[Saved entries]
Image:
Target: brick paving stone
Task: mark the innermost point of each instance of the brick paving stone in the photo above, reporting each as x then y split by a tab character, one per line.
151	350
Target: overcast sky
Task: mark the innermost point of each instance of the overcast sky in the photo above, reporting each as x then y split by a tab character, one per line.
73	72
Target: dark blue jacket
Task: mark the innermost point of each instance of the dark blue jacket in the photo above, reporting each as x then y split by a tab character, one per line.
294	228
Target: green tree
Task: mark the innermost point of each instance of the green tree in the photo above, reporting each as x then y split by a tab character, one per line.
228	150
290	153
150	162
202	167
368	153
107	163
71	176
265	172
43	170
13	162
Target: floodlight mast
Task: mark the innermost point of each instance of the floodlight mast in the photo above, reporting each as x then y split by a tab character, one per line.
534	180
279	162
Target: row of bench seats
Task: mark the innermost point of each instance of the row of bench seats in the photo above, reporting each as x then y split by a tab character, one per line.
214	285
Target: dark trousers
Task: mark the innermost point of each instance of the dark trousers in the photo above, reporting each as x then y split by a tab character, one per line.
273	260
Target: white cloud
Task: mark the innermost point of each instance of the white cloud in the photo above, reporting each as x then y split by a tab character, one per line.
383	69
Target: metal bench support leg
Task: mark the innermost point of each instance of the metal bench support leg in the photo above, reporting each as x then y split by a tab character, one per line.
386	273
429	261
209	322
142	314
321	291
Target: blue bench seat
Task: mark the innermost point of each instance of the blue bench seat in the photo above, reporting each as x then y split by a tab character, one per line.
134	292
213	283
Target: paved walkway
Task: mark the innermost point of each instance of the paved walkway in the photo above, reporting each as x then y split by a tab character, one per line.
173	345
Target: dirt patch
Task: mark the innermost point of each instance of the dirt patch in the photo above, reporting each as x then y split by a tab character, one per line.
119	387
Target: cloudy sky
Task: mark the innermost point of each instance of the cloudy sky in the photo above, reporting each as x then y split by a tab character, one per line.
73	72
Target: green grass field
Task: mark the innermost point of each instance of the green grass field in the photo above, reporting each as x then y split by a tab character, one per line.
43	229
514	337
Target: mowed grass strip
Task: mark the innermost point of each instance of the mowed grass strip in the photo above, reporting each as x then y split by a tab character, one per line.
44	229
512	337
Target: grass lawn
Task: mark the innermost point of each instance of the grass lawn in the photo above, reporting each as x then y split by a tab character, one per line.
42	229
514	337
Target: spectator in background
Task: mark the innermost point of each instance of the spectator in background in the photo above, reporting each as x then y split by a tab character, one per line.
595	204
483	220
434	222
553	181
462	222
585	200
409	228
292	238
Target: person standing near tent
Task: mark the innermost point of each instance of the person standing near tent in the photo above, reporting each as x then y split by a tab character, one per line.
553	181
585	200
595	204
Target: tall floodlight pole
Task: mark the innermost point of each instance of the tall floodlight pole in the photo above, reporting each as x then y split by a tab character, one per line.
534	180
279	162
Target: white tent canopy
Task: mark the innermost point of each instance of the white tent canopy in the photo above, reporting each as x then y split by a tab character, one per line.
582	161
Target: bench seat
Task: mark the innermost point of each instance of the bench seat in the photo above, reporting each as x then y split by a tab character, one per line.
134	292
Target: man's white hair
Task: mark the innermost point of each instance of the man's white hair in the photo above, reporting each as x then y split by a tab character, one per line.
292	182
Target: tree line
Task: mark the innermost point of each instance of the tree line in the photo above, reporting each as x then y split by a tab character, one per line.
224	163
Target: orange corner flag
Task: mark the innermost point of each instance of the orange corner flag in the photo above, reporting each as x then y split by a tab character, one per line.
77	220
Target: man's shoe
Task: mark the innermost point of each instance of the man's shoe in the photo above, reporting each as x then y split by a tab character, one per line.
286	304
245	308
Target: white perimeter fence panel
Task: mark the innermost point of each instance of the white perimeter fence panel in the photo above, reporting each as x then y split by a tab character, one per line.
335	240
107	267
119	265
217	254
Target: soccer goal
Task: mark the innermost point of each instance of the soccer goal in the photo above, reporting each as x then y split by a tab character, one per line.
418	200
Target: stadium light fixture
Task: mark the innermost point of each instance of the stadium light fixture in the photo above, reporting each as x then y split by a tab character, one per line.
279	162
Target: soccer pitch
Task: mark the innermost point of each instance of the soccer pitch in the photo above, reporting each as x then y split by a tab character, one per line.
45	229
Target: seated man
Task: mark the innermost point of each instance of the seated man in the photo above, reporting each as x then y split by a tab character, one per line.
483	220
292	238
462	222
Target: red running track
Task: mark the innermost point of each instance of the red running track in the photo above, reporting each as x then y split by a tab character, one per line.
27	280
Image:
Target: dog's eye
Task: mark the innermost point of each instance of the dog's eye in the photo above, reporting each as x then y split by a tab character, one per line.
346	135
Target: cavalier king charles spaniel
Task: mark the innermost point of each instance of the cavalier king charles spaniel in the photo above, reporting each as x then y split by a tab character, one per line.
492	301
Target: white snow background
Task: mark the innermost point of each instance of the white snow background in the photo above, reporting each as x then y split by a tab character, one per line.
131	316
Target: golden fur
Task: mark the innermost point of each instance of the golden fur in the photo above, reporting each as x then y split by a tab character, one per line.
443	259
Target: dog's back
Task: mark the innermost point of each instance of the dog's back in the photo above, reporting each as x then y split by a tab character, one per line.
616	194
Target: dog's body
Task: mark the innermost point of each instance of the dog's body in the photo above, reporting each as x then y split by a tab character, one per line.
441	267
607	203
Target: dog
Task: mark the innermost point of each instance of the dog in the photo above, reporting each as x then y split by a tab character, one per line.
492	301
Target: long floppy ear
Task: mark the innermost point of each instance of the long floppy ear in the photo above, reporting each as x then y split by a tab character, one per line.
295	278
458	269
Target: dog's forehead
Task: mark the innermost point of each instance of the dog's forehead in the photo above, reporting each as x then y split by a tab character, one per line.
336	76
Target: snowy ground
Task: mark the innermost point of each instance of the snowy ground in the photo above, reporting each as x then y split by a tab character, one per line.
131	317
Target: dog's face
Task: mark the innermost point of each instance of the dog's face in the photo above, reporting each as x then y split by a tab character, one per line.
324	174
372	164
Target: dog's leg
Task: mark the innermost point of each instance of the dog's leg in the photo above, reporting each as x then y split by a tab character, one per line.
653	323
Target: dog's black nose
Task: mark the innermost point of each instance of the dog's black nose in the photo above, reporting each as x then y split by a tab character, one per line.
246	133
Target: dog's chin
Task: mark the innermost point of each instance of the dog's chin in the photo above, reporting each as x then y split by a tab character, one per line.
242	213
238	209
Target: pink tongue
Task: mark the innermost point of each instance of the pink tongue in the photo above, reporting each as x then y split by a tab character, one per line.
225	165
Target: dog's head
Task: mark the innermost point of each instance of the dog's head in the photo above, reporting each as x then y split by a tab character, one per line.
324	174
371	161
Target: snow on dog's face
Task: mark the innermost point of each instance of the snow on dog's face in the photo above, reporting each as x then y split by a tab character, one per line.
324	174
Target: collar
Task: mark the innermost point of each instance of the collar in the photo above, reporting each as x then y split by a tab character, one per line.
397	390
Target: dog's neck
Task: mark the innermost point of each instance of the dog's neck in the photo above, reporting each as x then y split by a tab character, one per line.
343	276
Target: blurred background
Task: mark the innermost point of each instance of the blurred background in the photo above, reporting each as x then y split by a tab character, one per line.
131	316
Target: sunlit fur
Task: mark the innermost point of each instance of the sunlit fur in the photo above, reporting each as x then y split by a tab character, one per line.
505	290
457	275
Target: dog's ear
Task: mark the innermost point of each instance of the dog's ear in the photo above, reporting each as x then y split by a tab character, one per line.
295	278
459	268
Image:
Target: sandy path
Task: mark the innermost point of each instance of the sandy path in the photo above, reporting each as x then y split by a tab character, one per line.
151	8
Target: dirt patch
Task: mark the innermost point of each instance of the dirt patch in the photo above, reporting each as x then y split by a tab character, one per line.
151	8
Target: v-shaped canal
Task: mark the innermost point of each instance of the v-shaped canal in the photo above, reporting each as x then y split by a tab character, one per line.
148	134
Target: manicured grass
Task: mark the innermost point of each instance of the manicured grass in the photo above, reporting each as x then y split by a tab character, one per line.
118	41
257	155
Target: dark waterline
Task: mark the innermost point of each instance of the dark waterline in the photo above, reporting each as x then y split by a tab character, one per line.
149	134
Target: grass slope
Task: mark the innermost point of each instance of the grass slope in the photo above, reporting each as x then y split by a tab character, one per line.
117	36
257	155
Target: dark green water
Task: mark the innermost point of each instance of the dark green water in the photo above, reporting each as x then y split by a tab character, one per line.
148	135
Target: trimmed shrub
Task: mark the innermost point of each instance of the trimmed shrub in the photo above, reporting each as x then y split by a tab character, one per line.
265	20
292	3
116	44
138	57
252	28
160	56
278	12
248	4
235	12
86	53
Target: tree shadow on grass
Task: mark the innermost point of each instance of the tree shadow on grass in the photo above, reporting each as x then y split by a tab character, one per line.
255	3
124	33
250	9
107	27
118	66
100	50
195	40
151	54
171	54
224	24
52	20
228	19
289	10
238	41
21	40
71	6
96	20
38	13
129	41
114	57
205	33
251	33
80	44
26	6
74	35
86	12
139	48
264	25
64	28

◆ **Stated task**:
Starting with the line that contains "Target: trimmed shrub", repeat each line through the last one exactly as it appears. Include both ends and nothing more.

◆ **Correct answer**:
Target: trimmed shrub
Task: mark the innermost point of each instance of the trimmed shrub in the photo above, reporting each as x then y split by a tab character, one per line.
265	20
292	3
116	44
138	57
252	28
160	56
278	12
248	4
235	12
86	53
Target: tree shadow on grass
Task: mark the innermost point of each instance of the tree shadow on grass in the photo above, reporting each as x then y split by a tab character, one per line.
255	3
124	33
250	9
107	27
118	66
100	50
195	40
151	54
171	54
224	24
52	20
228	19
289	10
238	41
21	40
71	6
96	20
38	13
129	41
114	57
205	33
251	33
80	44
26	6
74	35
86	12
139	48
264	25
64	28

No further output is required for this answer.